Stated exercise A |
Report how many lines in the listing below contain the string "police", matching case exactly. Reply with the number only.

May 1972 proved to be the most active month of the air war over Vietnam for the entire war, and CHICAGO was charged as the maintainer of the Positive Identification Advisory Zone (PIRAZ), primarily tasked with maintaining the identity and track of all the air traffic over the industrial heart of North Vietnam and the adjoining coast.
PIRAZ sorts out what aircraft are where, why they were there, what and how they were doing, and why. This was true of both the good and bad guys. Our call-sign was “Red Crown,” and you cannot read any real history of the air war in Vietnam without seeing numerous references to “Red Crown.” As the embarked direct support SIGINT team my guys and I were very, very busy providing the location and status of the bad guys to the air intercept controllers, in as near to real time as possible for a minute in an air battle can literally be several lifetimes. This was especially critical to the MiGs flying below the radar coverage. We had several ways to detect and track them that I am still not allowed to go into here.
One of the first things I did that first morning after we had moved away from Haiphong was to ask the CO if I could move my combat station from SupRad to CIC anytime we had significant hostile activity. The team in CIC was very busy, but the guys in SupRad needed better insight into the tactical picture. By putting me in CIC I could both have immediate access to the electronic intelligence (ELINT) being generated at the WLR-1 (featured image), a highly sensitive passive receiver, position there in CIC, and which I thoroughly understood both from my previous experience off of Vietnam on HORNE and the fact that ELINT was a significant part of my training for submarine duty. This would allow me to be the fuser of the ELINT with the COMINT being generated in SupRad to create true signals intelligence (SIGINT). Stationed in CIC I could also be the two-way relay between CIC and SupRad, which would significantly shortened our analysis and reporting timeline, to as near-real time as possible, thereby producing a much more tactically useful input, especially to the air battle over North Vietnam. The Captain was delighted to have me take on that role, one he had been doing up to that time. He immediately picked up the phone and had the chief in charge of interior (within the ship) communications systems install a new, dedicated sound powered phone circuit between CIC and SupRad with the handset being exactly where I requested it between his seat in CIC and the air intercept controllers (AICs), the radar operators actually talking to the fighters pilots over Vietnam. The captain still had his line to SupRad but I was now much closer to the AICs as well as I also now had ready access to the WLR-1 position, with its ELINT output. Perfect. Right where I needed to be when things got hot.

Stated exercise B |
According to the account of the air war over Vietnam above, what was the ship's call-sign?

Input material |

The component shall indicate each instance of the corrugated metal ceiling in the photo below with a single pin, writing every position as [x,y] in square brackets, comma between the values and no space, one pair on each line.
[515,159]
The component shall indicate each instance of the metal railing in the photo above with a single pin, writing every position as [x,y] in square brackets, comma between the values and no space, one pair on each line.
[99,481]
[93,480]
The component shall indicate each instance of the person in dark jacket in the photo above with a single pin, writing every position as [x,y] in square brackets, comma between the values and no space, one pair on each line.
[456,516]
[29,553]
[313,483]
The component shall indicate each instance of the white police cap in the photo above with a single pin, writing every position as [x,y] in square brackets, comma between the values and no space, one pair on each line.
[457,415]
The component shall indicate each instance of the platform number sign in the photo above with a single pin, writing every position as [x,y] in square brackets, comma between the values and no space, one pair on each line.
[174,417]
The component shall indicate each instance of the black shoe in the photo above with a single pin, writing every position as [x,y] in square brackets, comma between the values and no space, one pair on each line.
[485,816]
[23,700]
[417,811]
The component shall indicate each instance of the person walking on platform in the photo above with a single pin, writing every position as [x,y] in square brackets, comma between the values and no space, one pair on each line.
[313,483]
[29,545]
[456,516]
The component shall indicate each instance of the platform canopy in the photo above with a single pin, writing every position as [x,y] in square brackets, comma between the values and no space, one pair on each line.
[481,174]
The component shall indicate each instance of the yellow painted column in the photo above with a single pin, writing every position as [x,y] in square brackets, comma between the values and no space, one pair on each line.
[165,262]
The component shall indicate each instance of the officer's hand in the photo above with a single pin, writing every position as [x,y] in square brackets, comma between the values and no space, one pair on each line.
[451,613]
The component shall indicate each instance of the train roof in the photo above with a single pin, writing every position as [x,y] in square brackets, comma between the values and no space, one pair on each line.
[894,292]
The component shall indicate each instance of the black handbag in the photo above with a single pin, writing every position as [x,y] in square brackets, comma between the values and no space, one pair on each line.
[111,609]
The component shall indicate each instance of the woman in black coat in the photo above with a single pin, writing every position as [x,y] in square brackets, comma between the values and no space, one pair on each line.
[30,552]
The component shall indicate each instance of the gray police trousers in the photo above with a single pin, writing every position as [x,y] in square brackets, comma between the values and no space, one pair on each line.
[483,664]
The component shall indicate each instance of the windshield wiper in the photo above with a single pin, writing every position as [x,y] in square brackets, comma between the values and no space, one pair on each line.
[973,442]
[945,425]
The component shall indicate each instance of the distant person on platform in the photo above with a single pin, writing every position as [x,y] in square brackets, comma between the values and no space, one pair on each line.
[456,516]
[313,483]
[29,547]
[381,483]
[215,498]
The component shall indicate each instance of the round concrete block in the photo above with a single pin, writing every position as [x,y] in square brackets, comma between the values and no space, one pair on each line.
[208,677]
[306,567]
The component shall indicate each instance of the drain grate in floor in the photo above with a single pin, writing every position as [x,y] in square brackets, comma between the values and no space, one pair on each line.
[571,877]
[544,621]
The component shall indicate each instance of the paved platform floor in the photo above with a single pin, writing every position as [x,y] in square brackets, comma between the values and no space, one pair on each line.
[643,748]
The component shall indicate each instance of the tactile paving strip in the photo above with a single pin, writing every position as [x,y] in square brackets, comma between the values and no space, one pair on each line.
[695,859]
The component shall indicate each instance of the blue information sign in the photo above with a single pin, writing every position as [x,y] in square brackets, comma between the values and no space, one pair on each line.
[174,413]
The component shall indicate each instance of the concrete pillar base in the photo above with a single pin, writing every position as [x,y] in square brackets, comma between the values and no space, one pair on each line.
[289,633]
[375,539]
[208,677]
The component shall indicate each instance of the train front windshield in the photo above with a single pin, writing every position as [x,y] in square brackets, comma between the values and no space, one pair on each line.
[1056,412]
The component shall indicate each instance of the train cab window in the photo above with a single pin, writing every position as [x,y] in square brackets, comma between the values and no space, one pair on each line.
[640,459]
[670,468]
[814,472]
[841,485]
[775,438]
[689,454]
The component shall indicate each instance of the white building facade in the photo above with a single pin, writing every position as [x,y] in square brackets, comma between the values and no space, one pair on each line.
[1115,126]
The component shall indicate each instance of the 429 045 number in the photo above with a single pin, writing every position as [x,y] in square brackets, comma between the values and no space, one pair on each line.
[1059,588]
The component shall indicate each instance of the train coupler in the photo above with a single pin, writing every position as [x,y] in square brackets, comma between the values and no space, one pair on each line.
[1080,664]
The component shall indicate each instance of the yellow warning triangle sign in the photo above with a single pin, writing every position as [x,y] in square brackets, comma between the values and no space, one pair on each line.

Full answer A |
2

Full answer B |
"Red Crown"